WORK ORDER.
Print all the entries verbatim.

************

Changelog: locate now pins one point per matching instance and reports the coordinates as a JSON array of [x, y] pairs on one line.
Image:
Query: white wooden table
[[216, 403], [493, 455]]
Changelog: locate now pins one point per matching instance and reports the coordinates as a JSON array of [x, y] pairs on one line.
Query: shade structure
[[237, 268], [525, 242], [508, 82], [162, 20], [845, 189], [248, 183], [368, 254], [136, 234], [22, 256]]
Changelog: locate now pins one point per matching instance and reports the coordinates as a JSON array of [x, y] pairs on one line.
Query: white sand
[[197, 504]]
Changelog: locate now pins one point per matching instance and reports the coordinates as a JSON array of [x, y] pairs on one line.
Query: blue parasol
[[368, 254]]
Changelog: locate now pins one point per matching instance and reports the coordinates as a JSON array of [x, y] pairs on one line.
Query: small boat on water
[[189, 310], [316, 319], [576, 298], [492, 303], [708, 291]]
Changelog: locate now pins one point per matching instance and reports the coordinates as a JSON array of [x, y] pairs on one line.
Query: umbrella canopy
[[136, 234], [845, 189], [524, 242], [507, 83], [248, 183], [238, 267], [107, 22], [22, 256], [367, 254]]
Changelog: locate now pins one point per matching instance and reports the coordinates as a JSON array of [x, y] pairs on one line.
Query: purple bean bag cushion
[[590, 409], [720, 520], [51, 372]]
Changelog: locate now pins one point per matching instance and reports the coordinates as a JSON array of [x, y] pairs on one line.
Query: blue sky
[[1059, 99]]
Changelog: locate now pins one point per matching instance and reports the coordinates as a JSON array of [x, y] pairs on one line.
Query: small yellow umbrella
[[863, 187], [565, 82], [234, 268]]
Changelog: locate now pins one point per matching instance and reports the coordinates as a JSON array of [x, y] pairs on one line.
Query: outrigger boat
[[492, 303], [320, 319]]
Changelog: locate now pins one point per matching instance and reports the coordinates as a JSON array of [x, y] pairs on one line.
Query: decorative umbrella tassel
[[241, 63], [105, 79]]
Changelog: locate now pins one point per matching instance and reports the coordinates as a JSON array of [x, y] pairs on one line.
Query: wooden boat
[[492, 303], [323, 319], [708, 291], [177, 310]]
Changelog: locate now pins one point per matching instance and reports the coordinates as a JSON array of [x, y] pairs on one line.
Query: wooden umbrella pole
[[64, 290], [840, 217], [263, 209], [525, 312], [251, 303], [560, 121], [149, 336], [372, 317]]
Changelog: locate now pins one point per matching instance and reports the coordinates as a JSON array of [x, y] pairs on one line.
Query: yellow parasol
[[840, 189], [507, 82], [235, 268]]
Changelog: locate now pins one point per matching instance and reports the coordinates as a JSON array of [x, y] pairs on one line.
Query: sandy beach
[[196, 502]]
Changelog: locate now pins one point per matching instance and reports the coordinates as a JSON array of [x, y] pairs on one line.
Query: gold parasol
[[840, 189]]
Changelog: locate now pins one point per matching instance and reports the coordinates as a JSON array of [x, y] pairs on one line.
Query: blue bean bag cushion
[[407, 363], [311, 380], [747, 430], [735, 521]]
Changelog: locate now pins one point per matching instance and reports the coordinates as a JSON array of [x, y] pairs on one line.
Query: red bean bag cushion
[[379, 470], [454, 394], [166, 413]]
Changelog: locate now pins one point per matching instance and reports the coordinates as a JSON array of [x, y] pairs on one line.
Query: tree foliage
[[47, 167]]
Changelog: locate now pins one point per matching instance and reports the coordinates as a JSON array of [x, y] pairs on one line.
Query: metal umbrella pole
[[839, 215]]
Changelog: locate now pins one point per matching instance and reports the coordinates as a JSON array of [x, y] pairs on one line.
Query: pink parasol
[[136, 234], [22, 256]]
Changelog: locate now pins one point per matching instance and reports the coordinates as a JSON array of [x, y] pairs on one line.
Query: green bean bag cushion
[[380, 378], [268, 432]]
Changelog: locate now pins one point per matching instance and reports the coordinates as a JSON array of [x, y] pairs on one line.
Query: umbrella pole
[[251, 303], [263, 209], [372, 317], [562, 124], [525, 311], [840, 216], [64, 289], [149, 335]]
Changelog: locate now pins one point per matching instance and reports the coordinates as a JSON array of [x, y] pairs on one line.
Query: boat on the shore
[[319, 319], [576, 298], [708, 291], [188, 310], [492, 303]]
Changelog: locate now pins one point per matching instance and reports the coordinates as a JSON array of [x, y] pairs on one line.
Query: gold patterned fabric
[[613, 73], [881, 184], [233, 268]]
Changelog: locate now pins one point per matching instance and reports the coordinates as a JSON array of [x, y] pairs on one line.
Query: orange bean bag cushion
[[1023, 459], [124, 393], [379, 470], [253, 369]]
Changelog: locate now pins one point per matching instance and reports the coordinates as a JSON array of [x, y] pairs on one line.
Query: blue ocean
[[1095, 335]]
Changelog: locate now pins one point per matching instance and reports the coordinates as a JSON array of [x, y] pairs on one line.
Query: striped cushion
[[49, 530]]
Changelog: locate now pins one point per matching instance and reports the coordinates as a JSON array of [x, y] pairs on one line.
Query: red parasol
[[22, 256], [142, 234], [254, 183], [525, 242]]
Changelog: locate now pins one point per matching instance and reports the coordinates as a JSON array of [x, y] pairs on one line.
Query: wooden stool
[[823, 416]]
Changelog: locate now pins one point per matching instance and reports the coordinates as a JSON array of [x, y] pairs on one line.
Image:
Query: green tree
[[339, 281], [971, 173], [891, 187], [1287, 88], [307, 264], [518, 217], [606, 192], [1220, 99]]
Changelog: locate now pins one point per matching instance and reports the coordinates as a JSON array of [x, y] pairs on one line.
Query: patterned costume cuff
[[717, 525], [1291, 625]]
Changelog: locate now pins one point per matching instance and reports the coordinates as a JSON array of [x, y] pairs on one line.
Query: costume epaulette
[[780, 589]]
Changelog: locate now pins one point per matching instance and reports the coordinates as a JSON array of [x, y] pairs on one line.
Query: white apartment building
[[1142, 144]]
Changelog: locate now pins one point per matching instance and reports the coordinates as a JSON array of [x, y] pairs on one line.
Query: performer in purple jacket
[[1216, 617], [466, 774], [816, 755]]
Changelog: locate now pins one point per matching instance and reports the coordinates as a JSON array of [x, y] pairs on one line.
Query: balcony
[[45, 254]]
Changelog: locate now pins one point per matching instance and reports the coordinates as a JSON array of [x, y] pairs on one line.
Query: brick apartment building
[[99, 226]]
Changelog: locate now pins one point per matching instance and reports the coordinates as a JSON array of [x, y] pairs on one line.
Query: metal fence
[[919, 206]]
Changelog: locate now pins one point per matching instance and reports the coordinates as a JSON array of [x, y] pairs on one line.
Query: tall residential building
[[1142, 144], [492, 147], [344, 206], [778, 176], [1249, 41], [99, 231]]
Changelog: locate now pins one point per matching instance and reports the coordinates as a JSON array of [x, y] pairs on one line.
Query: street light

************

ANSWER FOR THIS EXERCISE.
Changelog: locate now pins one point per matching instance and reports the coordinates as a JSON array of [x, y] pairs on one line.
Image:
Query: white wooden table
[[216, 403], [493, 455]]
Changelog: locate now pins one point per matching instance and reports the coordinates as a JSON array of [x, y] pairs on one line.
Query: shade structure
[[237, 268], [525, 242], [508, 82], [162, 20], [845, 189], [248, 183], [368, 254], [136, 234], [22, 256]]
Changelog: locate now pins one point per matching instance and reports the coordinates as a JSON array of [x, y] pairs on one line.
Query: white sand
[[197, 504]]
Changelog: locate now pins one point per matching instance and reports the coordinates as a JSON array of [x, y] pairs on one line.
Query: blue parasol
[[368, 254]]
Changelog: locate now pins one point per matching instance and reports the coordinates as a JSON array of [x, y] pairs on one line.
Query: small boat on water
[[189, 310], [316, 319], [576, 298], [492, 303], [708, 291]]
Changelog: locate now pins one point per matching instance and reports the coordinates as a JSON array of [x, y] pairs on one line.
Query: umbrella canopy
[[136, 234], [845, 189], [524, 242], [507, 83], [248, 183], [238, 267], [107, 22], [22, 256], [367, 254]]
Changelog: locate now pins one point per matching instance and reports the coordinates as a JSON array of [x, y] pairs on one line.
Query: purple bean bag cushion
[[590, 409], [720, 520], [51, 372]]
Changelog: locate now pins one point per matching instance and reports the coordinates as a JSON array of [x, y] pairs on one line.
Query: blue sky
[[1059, 99]]
Changelog: locate now pins one point per matching instance and reports the coordinates as a JSON array of [x, y] pairs on one line.
Query: small yellow umbrella
[[863, 187], [565, 82], [234, 268]]
Changelog: locate now pins one point per matching instance and reports the coordinates as a JSON array of [x, y] pairs on one line.
Query: outrigger boat
[[492, 303], [320, 319]]
Changelog: locate now pins one point per matching instance and reports the coordinates as a JSON array of [x, y] pairs on one line.
Query: decorative umbrella tassel
[[241, 63], [105, 79]]
Changelog: locate now pins one point per matching instance and reports the coordinates as a JSON array of [x, y] pairs on one line.
Query: wooden boat
[[492, 303], [323, 319], [708, 291], [177, 310]]
Changelog: locate now pins one point per matching instance and reports the coordinates as a JSON array of [x, y] pairs on one line.
Query: wooden umbrella pole
[[64, 290], [840, 217], [263, 209], [525, 312], [251, 303], [560, 121], [149, 336], [372, 317]]
Changelog: locate now pins one point per matching instance and reports the coordinates as a JSON array of [x, y] pairs on one line.
Query: yellow parasol
[[840, 189], [507, 82], [235, 268]]
Changelog: locate now pins one point per matching instance and reports the coordinates as a JSON array of [x, y] pairs on one line.
Query: sandy beach
[[196, 502]]
Changelog: locate now pins one point per matching instance and reports the coordinates as a JSON array of [x, y] pairs on one line.
Query: gold parasol
[[840, 189]]
Changelog: locate now pins one point per matching instance and reports the coordinates as a JSON array of [x, y] pairs on one line.
Query: blue bean bag cushion
[[407, 363], [311, 380], [747, 430], [735, 521]]
Changelog: locate now pins one point per matching instance and reports the coordinates as a JSON array of [x, y] pairs on one line.
Query: red bean bag cushion
[[379, 470], [454, 394], [166, 413]]
Changelog: locate now pins one point per matching instance and reports the coordinates as a JSON array of [x, y] pairs on one line.
Query: tree foliage
[[47, 167]]
Changelog: locate now pins one point per matching instance and reports the coordinates as a JSON array of [x, y] pairs on one line.
Query: metal umbrella pole
[[839, 215]]
Changelog: locate now pins one point per matching instance and reports the coordinates as a JSON array of [x, y] pairs on one line.
Query: pink parasol
[[136, 234], [22, 256]]
Changelog: locate now pins one point per matching instance and reports the coordinates as a JSON array of [x, y] pairs on one line.
Query: green bean bag cushion
[[380, 378], [268, 432]]
Changelog: locate now pins one point per matching instance and reports the coordinates as a JSON array of [x, y] pairs on one line.
Query: umbrella pole
[[251, 303], [263, 209], [372, 317], [562, 124], [525, 311], [840, 216], [64, 289], [149, 335]]
Changelog: locate now pins one point per matching instance and reports the coordinates as a JSON array of [x, y] pairs on one line.
Query: boat on the shore
[[319, 319], [576, 298], [708, 291], [188, 310], [492, 303]]
Changelog: locate now pins one point per matching instance and reports the coordinates as a JSON array of [x, y] pairs on one line.
Query: gold patterned fabric
[[613, 73], [881, 184], [233, 268]]
Changelog: locate now pins one point per matching instance and reports the coordinates as a JSON array of [x, y] pairs on one line.
Query: orange bean bag cushion
[[1023, 459], [124, 393], [379, 470], [253, 369]]
Changelog: locate now pins one point per matching instance and reports the coordinates as a JSON array of [x, y] pairs on one line.
Query: blue ocean
[[1095, 335]]
Changelog: locate now pins one point per matching instance and reports the coordinates as a JSON array of [x, y] pairs on one line.
Query: striped cushion
[[49, 530]]
Changelog: locate now pins one point per matching instance and reports the coordinates as a JSON array of [x, y] pairs on one line.
Query: red parasol
[[22, 256], [142, 234], [254, 183], [525, 242]]
Changelog: locate now pins one point per matching instance and reports the coordinates as a JSON array of [x, y] pairs on one line.
Query: wooden stool
[[823, 416]]
Changelog: locate now pins one point per matching instance and reports the coordinates as a JSON array of [x, y] pairs on one line.
Image:
Query: green tree
[[339, 281], [971, 173], [891, 187], [1287, 88], [307, 264], [518, 217], [606, 192], [1220, 99]]
Changelog: locate now pins one point per matching instance and reports the coordinates as a JSON array of [x, y] pairs on one line.
Query: patterned costume cuff
[[717, 525], [1291, 625]]
Changelog: locate now pins one point per matching instance and reports the coordinates as a JSON array of [x, y] pairs on one line.
Query: costume epaulette
[[780, 589]]
Changelog: locate now pins one point per matching instance and reports the coordinates as a JSON array of [x, y] pairs on one line.
Query: white apartment building
[[1142, 144]]
Changelog: locate now pins one point per matching instance and reports the coordinates as a JSON array of [x, y] pairs on one line.
Query: performer in purple jacket
[[1216, 617], [466, 774], [816, 755]]
Changelog: locate now pins one point per matching instance and reports the coordinates as a JSON array of [x, y] pairs on one line.
Query: balcony
[[45, 254]]
Changelog: locate now pins one point per matching instance and reports the coordinates as a JSON array of [x, y] pairs on one line.
Query: brick apartment building
[[99, 226]]
Changelog: locate now pins one point per matching instance and reports the coordinates as a JSON array of [x, y] pairs on one line.
Query: metal fence
[[919, 206]]
Changelog: locate now pins one point per matching instance and reports the coordinates as a JSON array of [x, y] pairs on one line.
Query: tall residential building
[[1142, 144], [492, 147], [344, 206], [778, 176], [1249, 41], [99, 231]]
Changelog: locate now pins one point per matching instance and reports the coordinates as a JSON array of [x, y] pairs on one line.
Query: street light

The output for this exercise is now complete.